● **Set problem**
Please restate the following records word for word.

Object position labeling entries
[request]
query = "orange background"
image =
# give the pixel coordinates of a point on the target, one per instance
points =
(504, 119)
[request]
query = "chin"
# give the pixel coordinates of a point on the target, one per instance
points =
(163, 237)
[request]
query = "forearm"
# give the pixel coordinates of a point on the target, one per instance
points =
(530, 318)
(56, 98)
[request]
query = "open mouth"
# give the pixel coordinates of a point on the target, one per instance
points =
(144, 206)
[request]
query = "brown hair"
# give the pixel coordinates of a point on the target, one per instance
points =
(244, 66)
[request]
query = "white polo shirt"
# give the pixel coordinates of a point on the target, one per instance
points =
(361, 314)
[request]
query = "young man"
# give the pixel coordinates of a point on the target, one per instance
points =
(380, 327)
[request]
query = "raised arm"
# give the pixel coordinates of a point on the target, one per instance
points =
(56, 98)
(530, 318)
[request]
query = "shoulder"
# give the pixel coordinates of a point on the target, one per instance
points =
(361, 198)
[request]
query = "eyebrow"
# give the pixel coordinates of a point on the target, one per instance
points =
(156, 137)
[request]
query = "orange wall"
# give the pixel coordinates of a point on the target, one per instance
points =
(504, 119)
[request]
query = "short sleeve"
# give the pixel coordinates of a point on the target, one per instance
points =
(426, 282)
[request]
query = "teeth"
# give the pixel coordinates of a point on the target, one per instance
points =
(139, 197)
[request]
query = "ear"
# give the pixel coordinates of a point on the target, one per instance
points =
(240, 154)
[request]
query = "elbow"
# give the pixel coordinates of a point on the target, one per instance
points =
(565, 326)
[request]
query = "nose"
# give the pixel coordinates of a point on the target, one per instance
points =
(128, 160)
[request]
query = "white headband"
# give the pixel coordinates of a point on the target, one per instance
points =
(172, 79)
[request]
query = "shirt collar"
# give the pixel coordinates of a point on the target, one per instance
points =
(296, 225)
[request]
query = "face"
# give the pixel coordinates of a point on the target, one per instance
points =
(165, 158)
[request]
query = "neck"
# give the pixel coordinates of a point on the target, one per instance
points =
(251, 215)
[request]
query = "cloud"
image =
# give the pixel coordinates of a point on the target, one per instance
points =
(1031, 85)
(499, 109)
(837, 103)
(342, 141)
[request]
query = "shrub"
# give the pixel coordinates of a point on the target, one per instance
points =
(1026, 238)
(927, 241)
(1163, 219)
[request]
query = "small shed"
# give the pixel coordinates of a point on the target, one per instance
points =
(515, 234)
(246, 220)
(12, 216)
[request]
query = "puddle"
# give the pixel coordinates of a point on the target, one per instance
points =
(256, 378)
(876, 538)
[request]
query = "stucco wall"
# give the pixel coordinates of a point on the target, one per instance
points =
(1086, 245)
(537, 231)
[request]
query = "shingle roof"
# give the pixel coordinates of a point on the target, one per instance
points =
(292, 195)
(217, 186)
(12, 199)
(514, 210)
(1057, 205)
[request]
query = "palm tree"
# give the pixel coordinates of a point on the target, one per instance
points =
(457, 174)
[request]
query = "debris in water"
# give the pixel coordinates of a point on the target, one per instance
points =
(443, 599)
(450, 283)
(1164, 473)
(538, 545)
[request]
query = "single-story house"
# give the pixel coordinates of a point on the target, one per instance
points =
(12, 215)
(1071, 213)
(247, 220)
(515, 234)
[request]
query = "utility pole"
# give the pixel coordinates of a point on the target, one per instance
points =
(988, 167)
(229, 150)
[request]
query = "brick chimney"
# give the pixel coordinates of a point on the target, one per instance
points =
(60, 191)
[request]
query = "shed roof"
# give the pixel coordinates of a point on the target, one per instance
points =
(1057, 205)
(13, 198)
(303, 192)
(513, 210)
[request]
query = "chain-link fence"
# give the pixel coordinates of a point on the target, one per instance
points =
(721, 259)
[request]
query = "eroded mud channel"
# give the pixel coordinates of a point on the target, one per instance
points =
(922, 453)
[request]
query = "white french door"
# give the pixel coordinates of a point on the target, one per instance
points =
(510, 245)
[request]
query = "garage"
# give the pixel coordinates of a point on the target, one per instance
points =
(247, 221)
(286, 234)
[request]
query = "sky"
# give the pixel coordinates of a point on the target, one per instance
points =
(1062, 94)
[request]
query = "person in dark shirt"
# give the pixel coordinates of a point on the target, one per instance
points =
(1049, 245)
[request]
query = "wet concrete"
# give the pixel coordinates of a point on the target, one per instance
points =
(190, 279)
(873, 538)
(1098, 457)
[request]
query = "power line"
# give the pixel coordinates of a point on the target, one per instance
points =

● **Complete response**
[request]
query = "orange background"
image =
# give the pixel coordinates of a point on the target, one per instance
points =
(504, 119)
[request]
query = "chin"
# give the pixel coordinates of a point on the target, one per instance
points =
(163, 237)
[request]
query = "forearm"
# give the pixel coordinates of a point on the target, one per instance
points =
(530, 318)
(56, 98)
[request]
query = "open mouth"
# give the pixel coordinates of a point on the target, one per instance
points =
(144, 206)
[request]
query = "brown hair"
# give the pixel coordinates of a point on the target, one per instance
points =
(244, 66)
[request]
query = "white polo shirt"
# give the pixel coordinates of a point on the target, one per instance
points =
(361, 314)
[request]
query = "young man"
# give the pixel coordinates of a point on the target, one per instance
points =
(380, 327)
[request]
query = "raised arm"
# give the pixel coordinates of a point on the target, one per instance
points =
(56, 98)
(530, 318)
[request]
query = "shoulder"
# give the pixel coordinates of a point on the target, one per instance
points =
(361, 198)
[request]
query = "eyebrow"
# give the pixel coordinates of a point on the target, one per instance
points =
(156, 137)
[request]
query = "orange wall"
# give the pixel coordinates of a point on the target, one per instance
points =
(504, 119)
[request]
query = "short sleeve"
# give the pixel coordinates of a point on the target, one per instance
points =
(426, 282)
[request]
query = "teeth"
# give the pixel coordinates of a point on the target, one per instance
points =
(139, 197)
[request]
query = "ear"
# give the pixel coordinates of a point on the target, one per instance
points =
(240, 154)
[request]
query = "elbow"
# give the pixel coordinates of a point on the target, one per instance
points =
(565, 326)
[request]
query = "nose"
# give the pixel coordinates of a point on the target, one per instance
points =
(128, 160)
[request]
query = "white headband"
# give the pixel coordinates of a point on the target, one per instance
points =
(172, 79)
[request]
query = "shirt collar"
# give the pixel coordinates of a point on the target, one per instance
points =
(296, 225)
[request]
query = "face"
# give the pixel coordinates of a point on the target, one per instance
points =
(165, 158)
[request]
query = "neck"
# give the pixel coordinates of a point on the target, one per instance
points =
(251, 215)
[request]
query = "cloud"
image =
# give the pixel coordinates of a point on the target, one per instance
points =
(1031, 85)
(499, 109)
(837, 103)
(342, 141)
[request]
query = "shrub"
# give the pixel coordinates of a point on the target, one per instance
points =
(1026, 238)
(927, 241)
(1163, 219)
[request]
query = "small shed"
# give the pixel coordinates of a point on the target, one per instance
points =
(515, 234)
(246, 220)
(12, 216)
[request]
query = "puddle"
# give the pixel coordinates of a point on the target, one per instance
points =
(256, 378)
(876, 538)
[request]
query = "stucco wall"
# give the pixel coordinates of a point on the target, one per instance
points =
(1086, 245)
(537, 231)
[request]
query = "shingle roof"
# give the pixel coordinates of a point on the target, one per instance
points =
(292, 195)
(217, 186)
(12, 199)
(514, 210)
(1057, 205)
[request]
query = "palm tree"
# give the pixel coordinates of a point on the target, one per instance
points =
(457, 174)
[request]
query = "debris in water"
# give the pixel coordinates of a point on the target, one per instance
points =
(443, 599)
(450, 283)
(1164, 473)
(538, 545)
[request]
query = "single-story house"
# give the pixel coordinates of a point on the target, one per instance
points =
(12, 215)
(1071, 213)
(247, 220)
(515, 234)
[request]
query = "utility pole"
# give the pixel coordinates of a point on the target, one per instance
points =
(988, 167)
(229, 150)
[request]
query = "brick chimney"
# give the pixel coordinates of a point on the target, one per instance
points =
(60, 191)
[request]
query = "shed roof"
# give the pixel coordinates of a point on the target, one per instance
points =
(1057, 205)
(13, 198)
(303, 192)
(513, 210)
[request]
query = "chain-link fence"
# give the pixel coordinates of a point on the target, one per instance
points =
(721, 259)
[request]
query = "eroded mud channel"
# give the pixel coordinates of a point on the target, one per instance
points =
(922, 453)
[request]
query = "white french door"
# give the pixel coordinates of a point on the target, one per instance
points =
(510, 245)
[request]
query = "garage"
# give the pixel coordinates of a point on the target, one per instance
points =
(247, 221)
(286, 234)
[request]
query = "sky"
# give the pixel coordinates of a point on the target, one per instance
points =
(1062, 94)
[request]
query = "person in dark shirt"
# give the pixel coordinates of a point on the target, one per instance
points =
(1049, 245)
[request]
query = "wet concrete"
# give the pixel coordinates of a point on the target, one per instance
points =
(190, 279)
(873, 538)
(1098, 457)
[request]
query = "power line"
# give the pixel coordinates of a point on the target, one per instance
points =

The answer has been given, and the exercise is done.